_The problem:_
Once you find the line containing "x=490, y=220" in the data below, copy it and each following line exactly, up to and including the line containing "x=496, y=230", and nothing else.

[[ Records shown, beginning ]]

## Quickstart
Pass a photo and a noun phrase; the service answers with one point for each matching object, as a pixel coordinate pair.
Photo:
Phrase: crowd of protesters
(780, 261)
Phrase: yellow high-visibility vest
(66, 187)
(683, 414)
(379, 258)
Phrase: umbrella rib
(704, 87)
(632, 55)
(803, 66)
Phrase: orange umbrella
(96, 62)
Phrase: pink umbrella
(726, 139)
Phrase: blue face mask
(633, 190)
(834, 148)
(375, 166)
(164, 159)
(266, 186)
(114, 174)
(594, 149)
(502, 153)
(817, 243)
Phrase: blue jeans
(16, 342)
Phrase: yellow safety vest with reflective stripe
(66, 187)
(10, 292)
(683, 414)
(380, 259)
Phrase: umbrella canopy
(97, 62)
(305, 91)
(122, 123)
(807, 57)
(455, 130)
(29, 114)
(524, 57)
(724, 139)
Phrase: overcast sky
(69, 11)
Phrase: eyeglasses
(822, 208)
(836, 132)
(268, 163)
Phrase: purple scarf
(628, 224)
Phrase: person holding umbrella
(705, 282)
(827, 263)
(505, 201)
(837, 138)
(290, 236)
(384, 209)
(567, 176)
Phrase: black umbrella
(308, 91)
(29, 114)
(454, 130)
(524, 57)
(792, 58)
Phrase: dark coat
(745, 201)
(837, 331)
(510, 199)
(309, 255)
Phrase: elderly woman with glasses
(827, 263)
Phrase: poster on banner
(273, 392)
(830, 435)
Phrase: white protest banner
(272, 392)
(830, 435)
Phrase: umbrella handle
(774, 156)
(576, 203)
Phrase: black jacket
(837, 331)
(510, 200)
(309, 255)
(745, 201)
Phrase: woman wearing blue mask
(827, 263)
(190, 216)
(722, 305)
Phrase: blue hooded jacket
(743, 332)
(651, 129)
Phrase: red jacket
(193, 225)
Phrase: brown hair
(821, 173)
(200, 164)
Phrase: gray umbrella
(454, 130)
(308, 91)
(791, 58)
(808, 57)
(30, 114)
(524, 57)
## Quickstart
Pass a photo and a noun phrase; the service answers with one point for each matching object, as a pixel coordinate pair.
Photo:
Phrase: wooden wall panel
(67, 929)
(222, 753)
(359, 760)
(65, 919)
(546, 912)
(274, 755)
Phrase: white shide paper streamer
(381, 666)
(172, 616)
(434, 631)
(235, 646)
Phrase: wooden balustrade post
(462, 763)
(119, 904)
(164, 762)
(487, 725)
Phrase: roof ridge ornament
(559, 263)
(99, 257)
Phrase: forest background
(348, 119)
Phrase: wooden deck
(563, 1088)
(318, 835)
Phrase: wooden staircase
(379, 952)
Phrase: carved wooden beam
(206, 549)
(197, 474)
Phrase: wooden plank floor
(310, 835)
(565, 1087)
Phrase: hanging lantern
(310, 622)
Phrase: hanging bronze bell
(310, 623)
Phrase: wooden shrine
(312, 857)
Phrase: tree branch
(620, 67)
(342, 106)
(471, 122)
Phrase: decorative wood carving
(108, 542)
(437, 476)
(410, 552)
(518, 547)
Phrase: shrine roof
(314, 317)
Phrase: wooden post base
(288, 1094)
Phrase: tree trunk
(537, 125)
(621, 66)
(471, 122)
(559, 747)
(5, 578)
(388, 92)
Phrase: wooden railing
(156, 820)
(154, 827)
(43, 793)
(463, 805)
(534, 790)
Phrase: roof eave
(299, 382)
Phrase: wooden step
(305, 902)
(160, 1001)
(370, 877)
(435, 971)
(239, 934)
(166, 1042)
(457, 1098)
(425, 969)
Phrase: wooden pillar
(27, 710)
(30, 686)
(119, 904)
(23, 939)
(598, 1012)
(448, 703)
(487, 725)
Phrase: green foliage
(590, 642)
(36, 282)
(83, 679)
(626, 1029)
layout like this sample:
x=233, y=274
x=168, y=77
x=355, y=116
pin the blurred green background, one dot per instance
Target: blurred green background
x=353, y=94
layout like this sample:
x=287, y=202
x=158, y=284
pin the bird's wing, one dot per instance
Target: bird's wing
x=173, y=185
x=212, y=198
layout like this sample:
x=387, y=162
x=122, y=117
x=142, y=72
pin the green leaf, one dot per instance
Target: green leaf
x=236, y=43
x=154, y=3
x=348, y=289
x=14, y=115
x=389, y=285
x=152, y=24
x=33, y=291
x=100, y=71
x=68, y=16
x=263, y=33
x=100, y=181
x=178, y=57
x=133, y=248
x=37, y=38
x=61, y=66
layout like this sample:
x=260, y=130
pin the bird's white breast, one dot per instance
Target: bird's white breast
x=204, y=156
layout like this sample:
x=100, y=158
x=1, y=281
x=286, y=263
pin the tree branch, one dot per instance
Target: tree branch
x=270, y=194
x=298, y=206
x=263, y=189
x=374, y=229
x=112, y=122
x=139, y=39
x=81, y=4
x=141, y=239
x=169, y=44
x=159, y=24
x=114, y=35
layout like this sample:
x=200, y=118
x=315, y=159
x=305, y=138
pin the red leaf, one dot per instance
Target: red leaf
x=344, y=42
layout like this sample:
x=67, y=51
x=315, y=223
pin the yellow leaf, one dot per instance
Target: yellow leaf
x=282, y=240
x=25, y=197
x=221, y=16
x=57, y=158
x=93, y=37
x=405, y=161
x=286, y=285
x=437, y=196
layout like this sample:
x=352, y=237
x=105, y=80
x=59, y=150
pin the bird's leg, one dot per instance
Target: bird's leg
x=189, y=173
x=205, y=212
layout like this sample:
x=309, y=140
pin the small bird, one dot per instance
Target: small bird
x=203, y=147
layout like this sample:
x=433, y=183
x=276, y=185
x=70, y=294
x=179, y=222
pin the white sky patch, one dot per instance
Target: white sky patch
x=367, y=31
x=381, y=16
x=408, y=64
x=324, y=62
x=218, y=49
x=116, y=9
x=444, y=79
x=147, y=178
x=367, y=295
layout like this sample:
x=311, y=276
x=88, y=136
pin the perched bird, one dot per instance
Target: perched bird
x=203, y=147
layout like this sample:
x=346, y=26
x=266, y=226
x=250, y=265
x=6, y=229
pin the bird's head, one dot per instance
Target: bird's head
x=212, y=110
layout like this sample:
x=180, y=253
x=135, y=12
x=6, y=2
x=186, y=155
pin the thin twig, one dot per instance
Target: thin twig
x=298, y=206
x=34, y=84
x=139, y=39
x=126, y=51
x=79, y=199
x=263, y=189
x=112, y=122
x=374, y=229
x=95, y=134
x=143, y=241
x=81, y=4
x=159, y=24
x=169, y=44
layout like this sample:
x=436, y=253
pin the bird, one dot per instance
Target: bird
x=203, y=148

[[ Records shown, end ]]
[[ Records shown, beginning ]]

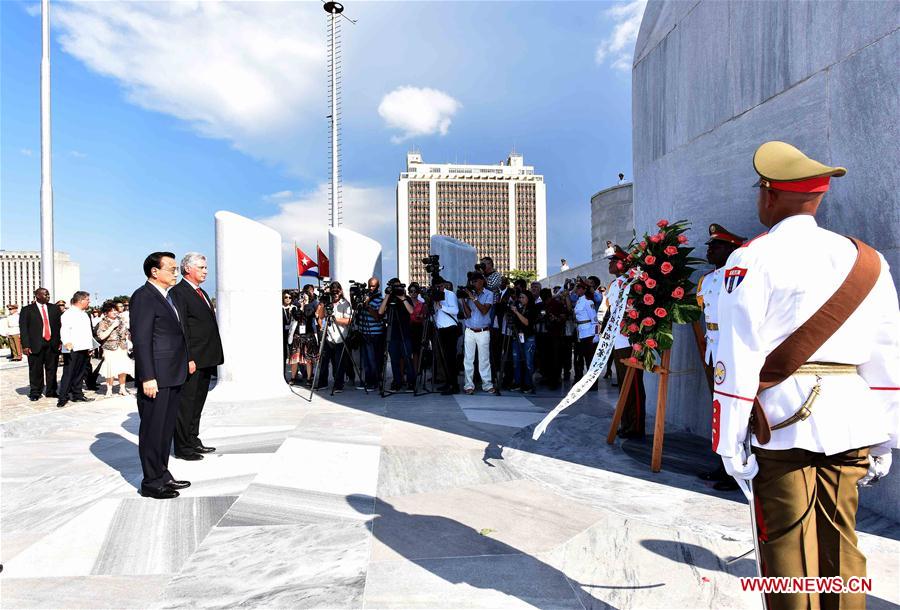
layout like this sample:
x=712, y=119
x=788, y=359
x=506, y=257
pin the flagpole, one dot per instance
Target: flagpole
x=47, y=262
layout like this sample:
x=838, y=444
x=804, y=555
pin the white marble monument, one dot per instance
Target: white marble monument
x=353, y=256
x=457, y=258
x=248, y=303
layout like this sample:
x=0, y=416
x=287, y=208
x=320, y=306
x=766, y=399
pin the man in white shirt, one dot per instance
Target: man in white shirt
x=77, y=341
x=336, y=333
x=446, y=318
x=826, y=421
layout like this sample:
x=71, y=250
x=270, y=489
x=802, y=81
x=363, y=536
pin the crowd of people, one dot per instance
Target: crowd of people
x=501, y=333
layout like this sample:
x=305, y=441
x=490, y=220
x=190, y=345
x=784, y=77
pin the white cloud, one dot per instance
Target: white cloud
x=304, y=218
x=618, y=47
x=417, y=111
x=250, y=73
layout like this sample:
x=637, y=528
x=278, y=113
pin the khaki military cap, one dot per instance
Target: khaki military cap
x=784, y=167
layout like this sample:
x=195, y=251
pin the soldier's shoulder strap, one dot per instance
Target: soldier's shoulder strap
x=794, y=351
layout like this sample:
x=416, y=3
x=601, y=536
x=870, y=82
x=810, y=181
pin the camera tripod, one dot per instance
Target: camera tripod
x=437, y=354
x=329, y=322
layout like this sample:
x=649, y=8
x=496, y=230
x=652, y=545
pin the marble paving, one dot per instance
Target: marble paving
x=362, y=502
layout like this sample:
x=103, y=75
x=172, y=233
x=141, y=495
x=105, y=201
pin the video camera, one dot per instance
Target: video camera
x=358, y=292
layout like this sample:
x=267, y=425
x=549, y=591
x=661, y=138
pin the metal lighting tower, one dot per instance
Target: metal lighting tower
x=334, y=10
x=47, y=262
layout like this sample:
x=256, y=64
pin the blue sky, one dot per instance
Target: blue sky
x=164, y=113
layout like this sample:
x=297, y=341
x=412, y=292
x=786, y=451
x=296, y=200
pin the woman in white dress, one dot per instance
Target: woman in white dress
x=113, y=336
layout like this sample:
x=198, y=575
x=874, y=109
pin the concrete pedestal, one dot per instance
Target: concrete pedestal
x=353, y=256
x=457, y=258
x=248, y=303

[[ Records shown, end ]]

_Exercise response:_
x=490, y=220
x=190, y=345
x=784, y=77
pin the white cloud, one dot per instance
Target: white cloud
x=304, y=218
x=618, y=47
x=417, y=111
x=250, y=73
layout like this sample:
x=637, y=528
x=278, y=113
pin the khaki military cap, one dot per instance
Target: khaki military cap
x=784, y=167
layout like this sample:
x=195, y=251
pin the soldier's shoulder strap, one dot per instance
Target: soldier's shoulder strap
x=794, y=351
layout like this sample:
x=416, y=3
x=601, y=536
x=870, y=82
x=810, y=181
pin the camera tripod, one dot per instance
Target: camera tripod
x=437, y=354
x=329, y=322
layout like this sample:
x=649, y=8
x=496, y=230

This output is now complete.